- Extracted data
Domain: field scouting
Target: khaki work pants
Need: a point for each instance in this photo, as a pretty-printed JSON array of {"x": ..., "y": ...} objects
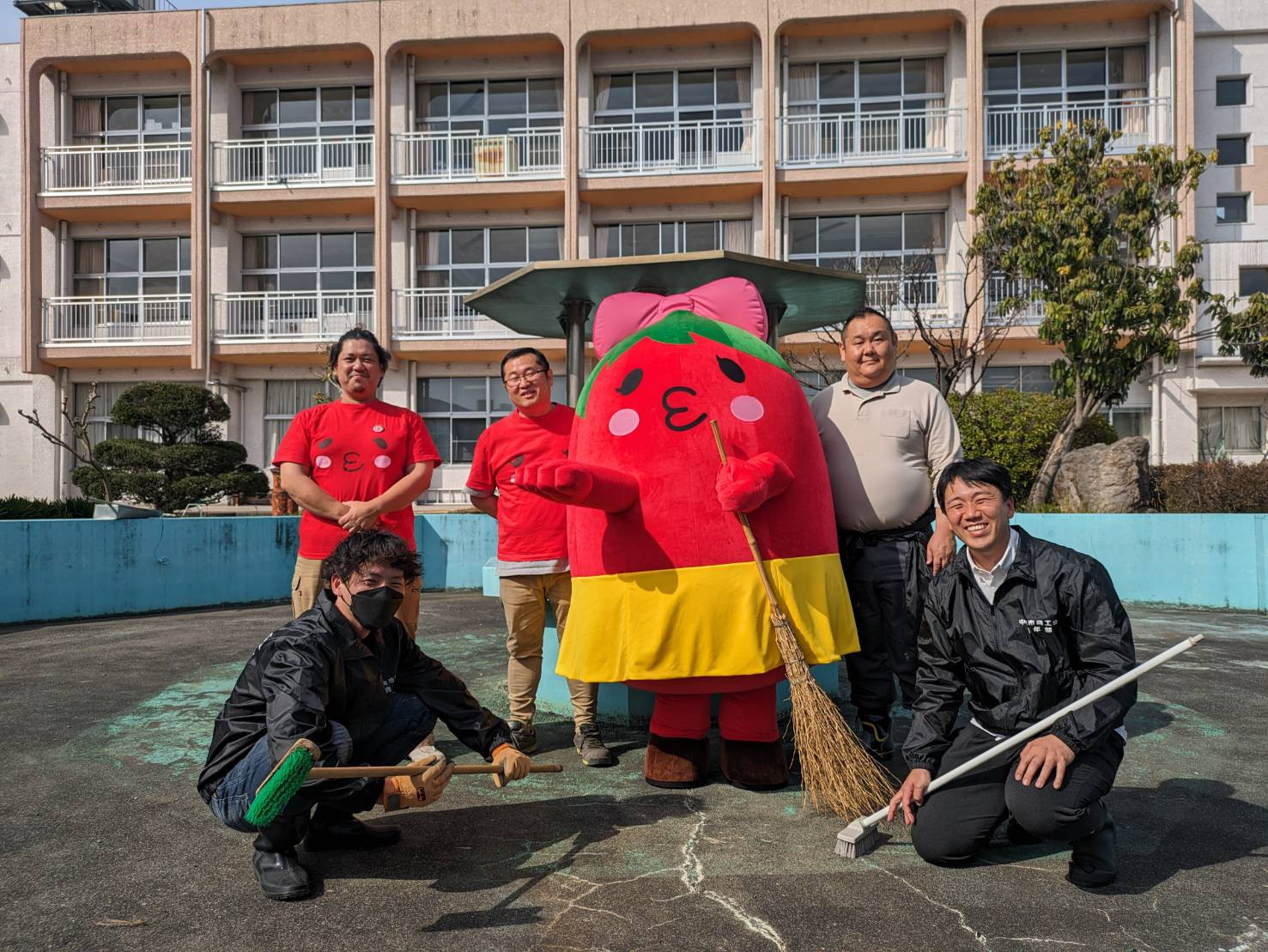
[
  {"x": 524, "y": 601},
  {"x": 306, "y": 585}
]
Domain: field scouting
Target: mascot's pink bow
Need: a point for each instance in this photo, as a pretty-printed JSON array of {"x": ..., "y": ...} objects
[{"x": 731, "y": 300}]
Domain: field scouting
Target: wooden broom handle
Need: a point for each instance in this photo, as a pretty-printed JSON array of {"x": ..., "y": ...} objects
[
  {"x": 414, "y": 770},
  {"x": 749, "y": 532}
]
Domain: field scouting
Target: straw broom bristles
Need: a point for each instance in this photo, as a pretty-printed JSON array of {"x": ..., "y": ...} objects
[{"x": 837, "y": 773}]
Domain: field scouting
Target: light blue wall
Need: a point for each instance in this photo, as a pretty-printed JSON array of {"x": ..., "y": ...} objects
[
  {"x": 82, "y": 568},
  {"x": 1215, "y": 561}
]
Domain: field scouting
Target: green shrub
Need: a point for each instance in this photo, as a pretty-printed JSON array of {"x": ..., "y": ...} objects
[
  {"x": 1211, "y": 487},
  {"x": 191, "y": 464},
  {"x": 1016, "y": 428},
  {"x": 19, "y": 507}
]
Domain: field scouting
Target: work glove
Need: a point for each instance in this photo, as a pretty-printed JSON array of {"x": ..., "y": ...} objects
[
  {"x": 515, "y": 765},
  {"x": 417, "y": 790}
]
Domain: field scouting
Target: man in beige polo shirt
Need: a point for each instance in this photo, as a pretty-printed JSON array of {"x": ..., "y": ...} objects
[{"x": 883, "y": 436}]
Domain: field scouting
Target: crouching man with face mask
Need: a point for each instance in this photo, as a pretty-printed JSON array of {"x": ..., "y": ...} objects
[{"x": 346, "y": 676}]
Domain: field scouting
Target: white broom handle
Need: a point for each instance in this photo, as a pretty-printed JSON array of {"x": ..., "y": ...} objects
[{"x": 1040, "y": 726}]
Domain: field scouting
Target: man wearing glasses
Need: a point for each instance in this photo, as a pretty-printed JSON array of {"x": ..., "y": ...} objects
[{"x": 531, "y": 545}]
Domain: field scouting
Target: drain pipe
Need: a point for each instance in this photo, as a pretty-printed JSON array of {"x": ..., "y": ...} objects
[{"x": 206, "y": 145}]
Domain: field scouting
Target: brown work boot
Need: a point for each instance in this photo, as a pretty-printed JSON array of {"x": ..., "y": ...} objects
[
  {"x": 676, "y": 763},
  {"x": 755, "y": 765}
]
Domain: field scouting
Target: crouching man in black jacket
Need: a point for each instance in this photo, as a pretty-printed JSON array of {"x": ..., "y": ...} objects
[
  {"x": 348, "y": 677},
  {"x": 1026, "y": 627}
]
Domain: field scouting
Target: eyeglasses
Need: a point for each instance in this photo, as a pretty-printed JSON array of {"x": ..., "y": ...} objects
[{"x": 526, "y": 377}]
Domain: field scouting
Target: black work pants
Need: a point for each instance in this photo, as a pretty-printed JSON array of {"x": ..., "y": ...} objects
[
  {"x": 956, "y": 823},
  {"x": 888, "y": 579}
]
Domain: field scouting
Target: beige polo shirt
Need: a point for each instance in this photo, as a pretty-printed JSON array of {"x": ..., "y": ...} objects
[{"x": 882, "y": 446}]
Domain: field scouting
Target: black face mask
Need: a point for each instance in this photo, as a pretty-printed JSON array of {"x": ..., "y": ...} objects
[{"x": 375, "y": 608}]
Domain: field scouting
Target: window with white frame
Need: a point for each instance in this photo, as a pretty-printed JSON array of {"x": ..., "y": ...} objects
[
  {"x": 330, "y": 112},
  {"x": 1026, "y": 379},
  {"x": 1230, "y": 90},
  {"x": 100, "y": 425},
  {"x": 1231, "y": 209},
  {"x": 672, "y": 237},
  {"x": 1022, "y": 89},
  {"x": 130, "y": 266},
  {"x": 1222, "y": 430},
  {"x": 127, "y": 119},
  {"x": 489, "y": 106},
  {"x": 872, "y": 242},
  {"x": 674, "y": 96},
  {"x": 282, "y": 401},
  {"x": 326, "y": 263},
  {"x": 1231, "y": 149},
  {"x": 840, "y": 108},
  {"x": 1130, "y": 421},
  {"x": 472, "y": 258},
  {"x": 457, "y": 409},
  {"x": 1095, "y": 75}
]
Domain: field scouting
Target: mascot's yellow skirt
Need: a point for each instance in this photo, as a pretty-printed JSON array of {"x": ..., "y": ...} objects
[{"x": 705, "y": 622}]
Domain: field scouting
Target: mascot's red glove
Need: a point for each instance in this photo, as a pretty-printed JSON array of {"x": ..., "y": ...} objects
[
  {"x": 743, "y": 484},
  {"x": 579, "y": 484}
]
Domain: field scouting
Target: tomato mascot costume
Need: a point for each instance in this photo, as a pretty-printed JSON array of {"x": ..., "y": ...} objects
[{"x": 664, "y": 593}]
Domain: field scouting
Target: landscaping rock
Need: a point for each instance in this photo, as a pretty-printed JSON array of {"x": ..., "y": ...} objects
[{"x": 1105, "y": 478}]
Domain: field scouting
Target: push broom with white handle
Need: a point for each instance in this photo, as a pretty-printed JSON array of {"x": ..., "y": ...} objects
[{"x": 861, "y": 835}]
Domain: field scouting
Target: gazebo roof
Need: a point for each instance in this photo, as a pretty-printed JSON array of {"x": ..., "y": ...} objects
[{"x": 800, "y": 297}]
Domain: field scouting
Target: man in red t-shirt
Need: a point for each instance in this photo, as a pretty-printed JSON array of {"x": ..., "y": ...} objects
[
  {"x": 353, "y": 464},
  {"x": 531, "y": 545}
]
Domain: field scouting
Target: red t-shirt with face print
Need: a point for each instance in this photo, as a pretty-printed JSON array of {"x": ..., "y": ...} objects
[{"x": 354, "y": 452}]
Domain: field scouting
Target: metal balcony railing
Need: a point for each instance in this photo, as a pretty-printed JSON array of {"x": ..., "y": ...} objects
[
  {"x": 252, "y": 317},
  {"x": 475, "y": 156},
  {"x": 1016, "y": 128},
  {"x": 640, "y": 149},
  {"x": 103, "y": 170},
  {"x": 118, "y": 318},
  {"x": 1001, "y": 288},
  {"x": 439, "y": 313},
  {"x": 262, "y": 164},
  {"x": 858, "y": 138},
  {"x": 937, "y": 298}
]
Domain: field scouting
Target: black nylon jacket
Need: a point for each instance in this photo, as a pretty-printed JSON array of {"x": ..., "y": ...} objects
[
  {"x": 315, "y": 670},
  {"x": 1055, "y": 633}
]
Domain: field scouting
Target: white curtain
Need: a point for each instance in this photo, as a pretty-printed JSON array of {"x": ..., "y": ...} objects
[
  {"x": 935, "y": 85},
  {"x": 738, "y": 236},
  {"x": 89, "y": 121}
]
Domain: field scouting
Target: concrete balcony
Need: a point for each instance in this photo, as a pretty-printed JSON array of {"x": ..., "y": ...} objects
[
  {"x": 116, "y": 170},
  {"x": 118, "y": 318},
  {"x": 661, "y": 149},
  {"x": 439, "y": 313},
  {"x": 1015, "y": 130},
  {"x": 283, "y": 316},
  {"x": 936, "y": 298},
  {"x": 302, "y": 162},
  {"x": 473, "y": 156},
  {"x": 871, "y": 138}
]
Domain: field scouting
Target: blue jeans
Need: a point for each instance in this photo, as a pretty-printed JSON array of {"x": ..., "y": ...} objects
[{"x": 409, "y": 721}]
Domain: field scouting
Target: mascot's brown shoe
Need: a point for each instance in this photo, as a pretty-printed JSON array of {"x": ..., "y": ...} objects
[
  {"x": 676, "y": 763},
  {"x": 755, "y": 765}
]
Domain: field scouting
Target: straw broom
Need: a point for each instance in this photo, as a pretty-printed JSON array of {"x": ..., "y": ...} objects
[{"x": 837, "y": 773}]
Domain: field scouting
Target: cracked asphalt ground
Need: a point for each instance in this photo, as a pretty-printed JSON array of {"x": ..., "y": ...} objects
[{"x": 108, "y": 846}]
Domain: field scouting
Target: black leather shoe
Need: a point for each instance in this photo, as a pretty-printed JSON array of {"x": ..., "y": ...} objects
[
  {"x": 1092, "y": 858},
  {"x": 874, "y": 734},
  {"x": 276, "y": 866},
  {"x": 342, "y": 830}
]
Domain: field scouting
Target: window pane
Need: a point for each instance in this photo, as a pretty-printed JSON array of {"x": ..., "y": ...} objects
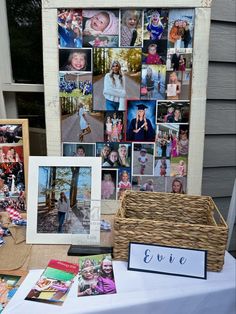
[
  {"x": 25, "y": 28},
  {"x": 31, "y": 106}
]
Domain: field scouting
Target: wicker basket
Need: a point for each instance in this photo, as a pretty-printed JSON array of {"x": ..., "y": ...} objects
[{"x": 173, "y": 220}]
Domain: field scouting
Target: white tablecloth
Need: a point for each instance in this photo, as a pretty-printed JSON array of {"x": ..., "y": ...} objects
[{"x": 142, "y": 293}]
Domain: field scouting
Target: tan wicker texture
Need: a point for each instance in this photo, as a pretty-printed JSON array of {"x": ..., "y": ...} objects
[{"x": 173, "y": 220}]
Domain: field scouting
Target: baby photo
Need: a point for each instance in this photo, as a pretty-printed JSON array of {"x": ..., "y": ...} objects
[
  {"x": 173, "y": 112},
  {"x": 167, "y": 140},
  {"x": 148, "y": 184},
  {"x": 124, "y": 179},
  {"x": 78, "y": 149},
  {"x": 153, "y": 81},
  {"x": 178, "y": 85},
  {"x": 131, "y": 28},
  {"x": 155, "y": 24},
  {"x": 154, "y": 52},
  {"x": 162, "y": 167},
  {"x": 180, "y": 28},
  {"x": 141, "y": 120},
  {"x": 75, "y": 60},
  {"x": 109, "y": 178},
  {"x": 98, "y": 23},
  {"x": 116, "y": 76},
  {"x": 69, "y": 28},
  {"x": 114, "y": 126},
  {"x": 178, "y": 166},
  {"x": 143, "y": 159},
  {"x": 176, "y": 185}
]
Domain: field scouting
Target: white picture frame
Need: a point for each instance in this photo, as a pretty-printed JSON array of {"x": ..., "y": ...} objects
[
  {"x": 202, "y": 10},
  {"x": 38, "y": 186}
]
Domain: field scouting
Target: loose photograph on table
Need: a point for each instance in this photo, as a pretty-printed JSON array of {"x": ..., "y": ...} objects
[
  {"x": 62, "y": 202},
  {"x": 96, "y": 275}
]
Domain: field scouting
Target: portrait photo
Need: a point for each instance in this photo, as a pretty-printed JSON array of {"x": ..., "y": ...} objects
[
  {"x": 143, "y": 159},
  {"x": 116, "y": 76},
  {"x": 141, "y": 124}
]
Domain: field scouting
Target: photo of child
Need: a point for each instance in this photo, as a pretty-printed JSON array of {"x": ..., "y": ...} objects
[
  {"x": 109, "y": 178},
  {"x": 143, "y": 160},
  {"x": 100, "y": 28},
  {"x": 131, "y": 28},
  {"x": 69, "y": 28},
  {"x": 153, "y": 78},
  {"x": 96, "y": 275},
  {"x": 76, "y": 60},
  {"x": 180, "y": 28},
  {"x": 178, "y": 166}
]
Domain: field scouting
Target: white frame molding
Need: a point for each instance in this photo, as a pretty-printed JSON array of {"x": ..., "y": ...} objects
[{"x": 199, "y": 74}]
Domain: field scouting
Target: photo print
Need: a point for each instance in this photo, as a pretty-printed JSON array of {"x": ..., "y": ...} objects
[
  {"x": 69, "y": 28},
  {"x": 143, "y": 159},
  {"x": 153, "y": 81},
  {"x": 100, "y": 28},
  {"x": 114, "y": 126},
  {"x": 64, "y": 194},
  {"x": 109, "y": 184},
  {"x": 148, "y": 184},
  {"x": 114, "y": 155},
  {"x": 129, "y": 85},
  {"x": 116, "y": 76},
  {"x": 173, "y": 112},
  {"x": 131, "y": 32},
  {"x": 180, "y": 28},
  {"x": 141, "y": 120},
  {"x": 78, "y": 149},
  {"x": 75, "y": 60},
  {"x": 176, "y": 185}
]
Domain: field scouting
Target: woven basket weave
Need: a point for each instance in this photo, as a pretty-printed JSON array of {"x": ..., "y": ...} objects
[{"x": 173, "y": 220}]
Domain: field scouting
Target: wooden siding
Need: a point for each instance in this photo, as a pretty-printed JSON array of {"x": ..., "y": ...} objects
[
  {"x": 222, "y": 42},
  {"x": 224, "y": 10},
  {"x": 220, "y": 117},
  {"x": 220, "y": 128}
]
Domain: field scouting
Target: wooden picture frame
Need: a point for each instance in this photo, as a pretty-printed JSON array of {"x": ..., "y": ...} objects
[
  {"x": 202, "y": 10},
  {"x": 55, "y": 219},
  {"x": 14, "y": 154}
]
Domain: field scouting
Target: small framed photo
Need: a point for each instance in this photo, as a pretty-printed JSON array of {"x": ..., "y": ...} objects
[
  {"x": 14, "y": 152},
  {"x": 64, "y": 200}
]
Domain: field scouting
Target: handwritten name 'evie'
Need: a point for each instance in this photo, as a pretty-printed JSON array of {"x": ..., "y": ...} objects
[{"x": 167, "y": 260}]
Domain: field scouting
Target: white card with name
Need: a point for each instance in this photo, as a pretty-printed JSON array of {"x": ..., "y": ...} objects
[{"x": 167, "y": 260}]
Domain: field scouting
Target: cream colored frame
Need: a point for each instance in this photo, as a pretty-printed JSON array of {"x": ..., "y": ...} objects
[{"x": 199, "y": 75}]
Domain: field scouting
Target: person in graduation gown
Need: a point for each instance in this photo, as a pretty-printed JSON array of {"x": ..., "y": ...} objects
[{"x": 140, "y": 128}]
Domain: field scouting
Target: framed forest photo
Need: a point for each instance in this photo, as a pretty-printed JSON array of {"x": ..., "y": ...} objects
[
  {"x": 64, "y": 198},
  {"x": 131, "y": 82},
  {"x": 14, "y": 153}
]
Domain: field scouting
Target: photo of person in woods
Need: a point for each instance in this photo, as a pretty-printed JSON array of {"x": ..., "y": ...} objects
[{"x": 62, "y": 202}]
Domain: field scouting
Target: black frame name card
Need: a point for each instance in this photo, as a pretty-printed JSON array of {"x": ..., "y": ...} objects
[{"x": 167, "y": 260}]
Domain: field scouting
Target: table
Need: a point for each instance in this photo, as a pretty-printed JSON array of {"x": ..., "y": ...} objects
[{"x": 142, "y": 293}]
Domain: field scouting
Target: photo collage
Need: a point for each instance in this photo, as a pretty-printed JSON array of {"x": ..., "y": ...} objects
[
  {"x": 12, "y": 182},
  {"x": 125, "y": 90}
]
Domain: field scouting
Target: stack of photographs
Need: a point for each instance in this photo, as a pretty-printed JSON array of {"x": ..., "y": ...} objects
[{"x": 125, "y": 91}]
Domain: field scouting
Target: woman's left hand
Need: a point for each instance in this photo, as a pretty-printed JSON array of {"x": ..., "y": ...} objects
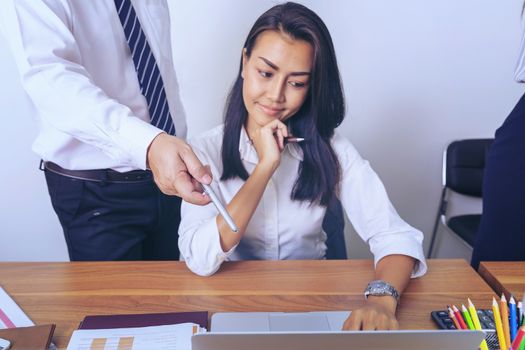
[{"x": 378, "y": 313}]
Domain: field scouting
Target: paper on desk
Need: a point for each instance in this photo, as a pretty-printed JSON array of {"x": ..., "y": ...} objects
[
  {"x": 11, "y": 315},
  {"x": 169, "y": 337}
]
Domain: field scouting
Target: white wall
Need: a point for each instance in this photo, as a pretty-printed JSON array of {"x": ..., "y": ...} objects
[{"x": 417, "y": 75}]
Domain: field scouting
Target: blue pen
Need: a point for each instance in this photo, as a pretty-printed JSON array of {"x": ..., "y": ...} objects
[{"x": 513, "y": 321}]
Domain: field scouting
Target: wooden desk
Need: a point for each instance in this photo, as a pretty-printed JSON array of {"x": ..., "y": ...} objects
[
  {"x": 63, "y": 293},
  {"x": 504, "y": 277}
]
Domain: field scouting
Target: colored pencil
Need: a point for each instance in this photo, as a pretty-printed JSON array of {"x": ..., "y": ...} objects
[
  {"x": 520, "y": 312},
  {"x": 453, "y": 317},
  {"x": 477, "y": 324},
  {"x": 504, "y": 310},
  {"x": 513, "y": 322},
  {"x": 459, "y": 317},
  {"x": 520, "y": 339},
  {"x": 499, "y": 327},
  {"x": 467, "y": 318}
]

- Task objective
Gather every line of the records above that contains the word "mascot", and copy each one in full.

- Task response
Target: mascot's pink bow
Target: mascot's yellow skirt
Target: mascot's red glove
Target: tomato mascot costume
Target: mascot's brown shoe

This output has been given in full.